Description of the task =
Look through the listing underneath for "metal", and copy every line that has it.

Information supplied =
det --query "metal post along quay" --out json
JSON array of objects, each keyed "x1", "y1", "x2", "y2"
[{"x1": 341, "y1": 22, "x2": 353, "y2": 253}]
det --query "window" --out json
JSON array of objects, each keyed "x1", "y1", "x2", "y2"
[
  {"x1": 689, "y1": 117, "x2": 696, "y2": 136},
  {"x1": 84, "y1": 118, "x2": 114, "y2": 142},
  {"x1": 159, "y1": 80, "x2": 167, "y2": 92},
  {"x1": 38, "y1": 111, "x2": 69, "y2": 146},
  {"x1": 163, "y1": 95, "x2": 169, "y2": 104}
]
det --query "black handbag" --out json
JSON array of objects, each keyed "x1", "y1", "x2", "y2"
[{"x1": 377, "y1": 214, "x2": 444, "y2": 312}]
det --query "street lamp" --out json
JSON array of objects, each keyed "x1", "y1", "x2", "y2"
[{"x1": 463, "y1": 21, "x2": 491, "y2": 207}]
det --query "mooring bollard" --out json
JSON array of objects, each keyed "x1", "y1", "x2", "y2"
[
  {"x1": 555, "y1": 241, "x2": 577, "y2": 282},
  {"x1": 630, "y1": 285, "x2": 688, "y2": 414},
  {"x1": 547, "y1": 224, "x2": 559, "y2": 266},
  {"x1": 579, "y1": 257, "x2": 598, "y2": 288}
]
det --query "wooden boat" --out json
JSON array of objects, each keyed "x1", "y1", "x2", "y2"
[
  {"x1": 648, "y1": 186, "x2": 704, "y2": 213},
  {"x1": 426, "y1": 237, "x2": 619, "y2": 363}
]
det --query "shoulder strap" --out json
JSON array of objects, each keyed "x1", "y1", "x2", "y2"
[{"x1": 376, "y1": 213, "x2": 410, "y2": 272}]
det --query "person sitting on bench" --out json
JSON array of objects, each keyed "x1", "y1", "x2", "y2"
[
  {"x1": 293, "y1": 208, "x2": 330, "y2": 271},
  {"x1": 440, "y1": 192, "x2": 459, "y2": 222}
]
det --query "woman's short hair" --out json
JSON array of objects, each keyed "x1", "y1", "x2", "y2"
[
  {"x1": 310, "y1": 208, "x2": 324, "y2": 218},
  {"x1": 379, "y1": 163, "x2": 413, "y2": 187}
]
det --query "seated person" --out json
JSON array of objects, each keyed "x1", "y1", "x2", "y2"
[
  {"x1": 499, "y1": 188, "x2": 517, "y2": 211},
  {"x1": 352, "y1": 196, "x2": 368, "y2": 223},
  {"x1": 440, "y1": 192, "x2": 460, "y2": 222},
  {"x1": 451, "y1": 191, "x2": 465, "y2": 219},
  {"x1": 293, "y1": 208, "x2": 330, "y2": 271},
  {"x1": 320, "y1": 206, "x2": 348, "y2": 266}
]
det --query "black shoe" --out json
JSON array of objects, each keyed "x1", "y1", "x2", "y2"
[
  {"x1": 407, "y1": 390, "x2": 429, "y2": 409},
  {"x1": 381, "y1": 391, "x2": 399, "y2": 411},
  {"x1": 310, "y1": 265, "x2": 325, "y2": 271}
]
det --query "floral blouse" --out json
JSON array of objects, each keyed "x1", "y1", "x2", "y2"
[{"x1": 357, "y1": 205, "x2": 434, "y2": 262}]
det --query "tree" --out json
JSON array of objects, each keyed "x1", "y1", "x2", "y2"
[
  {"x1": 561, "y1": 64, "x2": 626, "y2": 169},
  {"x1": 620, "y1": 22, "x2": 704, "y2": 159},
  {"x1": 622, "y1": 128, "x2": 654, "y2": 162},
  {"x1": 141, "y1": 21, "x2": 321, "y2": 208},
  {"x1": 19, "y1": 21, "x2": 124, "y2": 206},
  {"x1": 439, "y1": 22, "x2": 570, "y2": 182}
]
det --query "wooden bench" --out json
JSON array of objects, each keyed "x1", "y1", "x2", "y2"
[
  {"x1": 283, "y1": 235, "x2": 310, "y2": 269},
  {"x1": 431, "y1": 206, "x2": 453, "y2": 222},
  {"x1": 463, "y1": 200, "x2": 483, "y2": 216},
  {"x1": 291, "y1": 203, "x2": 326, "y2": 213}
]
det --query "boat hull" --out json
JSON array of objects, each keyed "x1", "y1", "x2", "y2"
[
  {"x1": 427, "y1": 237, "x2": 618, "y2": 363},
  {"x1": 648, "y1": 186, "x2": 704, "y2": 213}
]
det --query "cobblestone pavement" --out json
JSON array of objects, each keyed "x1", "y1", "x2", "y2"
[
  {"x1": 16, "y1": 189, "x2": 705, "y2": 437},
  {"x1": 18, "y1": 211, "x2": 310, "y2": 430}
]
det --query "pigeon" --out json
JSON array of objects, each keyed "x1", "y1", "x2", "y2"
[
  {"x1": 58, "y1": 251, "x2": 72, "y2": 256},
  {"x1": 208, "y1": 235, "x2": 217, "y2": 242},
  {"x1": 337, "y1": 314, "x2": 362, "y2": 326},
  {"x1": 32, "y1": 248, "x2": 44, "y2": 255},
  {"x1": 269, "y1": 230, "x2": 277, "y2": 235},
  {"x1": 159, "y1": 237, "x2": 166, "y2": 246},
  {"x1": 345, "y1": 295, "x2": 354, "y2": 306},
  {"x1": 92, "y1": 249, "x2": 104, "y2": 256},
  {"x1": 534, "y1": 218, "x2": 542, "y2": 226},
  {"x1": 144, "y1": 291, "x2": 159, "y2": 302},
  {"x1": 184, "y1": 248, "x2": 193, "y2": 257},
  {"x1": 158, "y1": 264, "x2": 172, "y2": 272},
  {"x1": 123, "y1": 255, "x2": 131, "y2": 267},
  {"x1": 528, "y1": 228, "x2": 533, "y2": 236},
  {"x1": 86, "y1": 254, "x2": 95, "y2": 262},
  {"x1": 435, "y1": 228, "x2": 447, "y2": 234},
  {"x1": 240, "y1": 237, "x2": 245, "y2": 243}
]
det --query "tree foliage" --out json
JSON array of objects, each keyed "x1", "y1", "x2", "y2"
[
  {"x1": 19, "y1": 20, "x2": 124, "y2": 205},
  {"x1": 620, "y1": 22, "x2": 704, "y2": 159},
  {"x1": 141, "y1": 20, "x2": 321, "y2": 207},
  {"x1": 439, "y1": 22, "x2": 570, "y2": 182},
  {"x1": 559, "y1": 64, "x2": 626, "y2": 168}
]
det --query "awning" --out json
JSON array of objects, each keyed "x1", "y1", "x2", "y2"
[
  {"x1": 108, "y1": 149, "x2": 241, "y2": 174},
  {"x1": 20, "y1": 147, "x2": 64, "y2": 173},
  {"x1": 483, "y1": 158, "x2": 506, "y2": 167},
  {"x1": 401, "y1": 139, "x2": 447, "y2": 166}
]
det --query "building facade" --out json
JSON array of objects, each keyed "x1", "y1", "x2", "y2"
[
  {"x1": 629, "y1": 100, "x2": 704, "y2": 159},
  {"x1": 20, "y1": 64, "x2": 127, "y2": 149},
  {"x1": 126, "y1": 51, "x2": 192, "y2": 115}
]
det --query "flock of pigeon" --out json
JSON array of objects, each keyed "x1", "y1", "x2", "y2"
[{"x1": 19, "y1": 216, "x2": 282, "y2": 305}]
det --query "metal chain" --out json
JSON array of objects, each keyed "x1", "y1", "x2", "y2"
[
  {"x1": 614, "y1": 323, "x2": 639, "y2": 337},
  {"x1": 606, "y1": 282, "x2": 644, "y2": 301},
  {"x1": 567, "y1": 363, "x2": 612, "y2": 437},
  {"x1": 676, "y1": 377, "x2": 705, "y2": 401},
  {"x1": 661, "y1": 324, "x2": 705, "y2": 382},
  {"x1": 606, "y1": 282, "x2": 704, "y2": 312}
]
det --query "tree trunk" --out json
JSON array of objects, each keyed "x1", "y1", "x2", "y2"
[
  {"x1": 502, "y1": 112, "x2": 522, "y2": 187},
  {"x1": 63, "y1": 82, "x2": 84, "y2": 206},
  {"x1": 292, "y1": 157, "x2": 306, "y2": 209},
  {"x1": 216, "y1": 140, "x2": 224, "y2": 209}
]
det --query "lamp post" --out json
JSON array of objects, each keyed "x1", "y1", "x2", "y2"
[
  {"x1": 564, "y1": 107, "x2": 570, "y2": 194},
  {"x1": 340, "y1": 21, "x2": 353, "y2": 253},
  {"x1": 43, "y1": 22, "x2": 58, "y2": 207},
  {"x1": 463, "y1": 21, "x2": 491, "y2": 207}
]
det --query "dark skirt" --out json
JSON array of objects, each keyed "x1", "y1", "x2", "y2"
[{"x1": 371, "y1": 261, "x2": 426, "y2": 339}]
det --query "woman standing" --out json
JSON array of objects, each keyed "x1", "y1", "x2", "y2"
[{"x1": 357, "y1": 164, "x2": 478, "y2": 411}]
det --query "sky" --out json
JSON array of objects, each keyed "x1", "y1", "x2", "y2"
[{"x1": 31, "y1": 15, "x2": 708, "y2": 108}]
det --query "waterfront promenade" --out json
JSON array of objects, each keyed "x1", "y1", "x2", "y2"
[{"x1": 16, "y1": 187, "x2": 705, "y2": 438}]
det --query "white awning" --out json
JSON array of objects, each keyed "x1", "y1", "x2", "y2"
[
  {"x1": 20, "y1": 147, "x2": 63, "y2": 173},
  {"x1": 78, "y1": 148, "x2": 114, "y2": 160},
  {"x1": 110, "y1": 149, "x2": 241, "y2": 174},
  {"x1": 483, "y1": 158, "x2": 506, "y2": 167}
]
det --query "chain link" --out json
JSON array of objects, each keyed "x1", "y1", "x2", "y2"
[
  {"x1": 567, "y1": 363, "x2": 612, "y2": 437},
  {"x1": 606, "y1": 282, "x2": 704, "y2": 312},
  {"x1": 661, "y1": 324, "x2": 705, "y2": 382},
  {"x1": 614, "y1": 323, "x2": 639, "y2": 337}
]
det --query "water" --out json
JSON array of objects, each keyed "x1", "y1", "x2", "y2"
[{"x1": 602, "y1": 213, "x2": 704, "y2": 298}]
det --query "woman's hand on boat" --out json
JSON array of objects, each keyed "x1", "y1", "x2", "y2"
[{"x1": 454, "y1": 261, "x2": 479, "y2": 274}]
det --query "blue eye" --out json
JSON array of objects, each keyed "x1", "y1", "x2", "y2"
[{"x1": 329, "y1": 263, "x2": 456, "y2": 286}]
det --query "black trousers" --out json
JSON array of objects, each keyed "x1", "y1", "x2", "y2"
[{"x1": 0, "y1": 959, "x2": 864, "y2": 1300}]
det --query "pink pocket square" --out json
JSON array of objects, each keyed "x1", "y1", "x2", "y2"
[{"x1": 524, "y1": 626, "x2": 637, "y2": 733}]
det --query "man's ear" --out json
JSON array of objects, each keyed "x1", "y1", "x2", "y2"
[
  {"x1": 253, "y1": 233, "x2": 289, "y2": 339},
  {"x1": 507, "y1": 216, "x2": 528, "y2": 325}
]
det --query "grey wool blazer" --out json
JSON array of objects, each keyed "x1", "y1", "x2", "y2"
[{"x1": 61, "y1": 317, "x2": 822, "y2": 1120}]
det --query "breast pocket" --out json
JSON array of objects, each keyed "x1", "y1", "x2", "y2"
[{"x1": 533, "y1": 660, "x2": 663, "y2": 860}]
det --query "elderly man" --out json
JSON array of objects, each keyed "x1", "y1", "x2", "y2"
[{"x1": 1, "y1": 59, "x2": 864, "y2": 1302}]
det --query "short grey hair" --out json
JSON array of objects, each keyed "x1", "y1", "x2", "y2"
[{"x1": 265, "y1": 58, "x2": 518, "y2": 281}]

Exercise response =
det --query "metal post along quay" --out json
det --query "metal chain" --out json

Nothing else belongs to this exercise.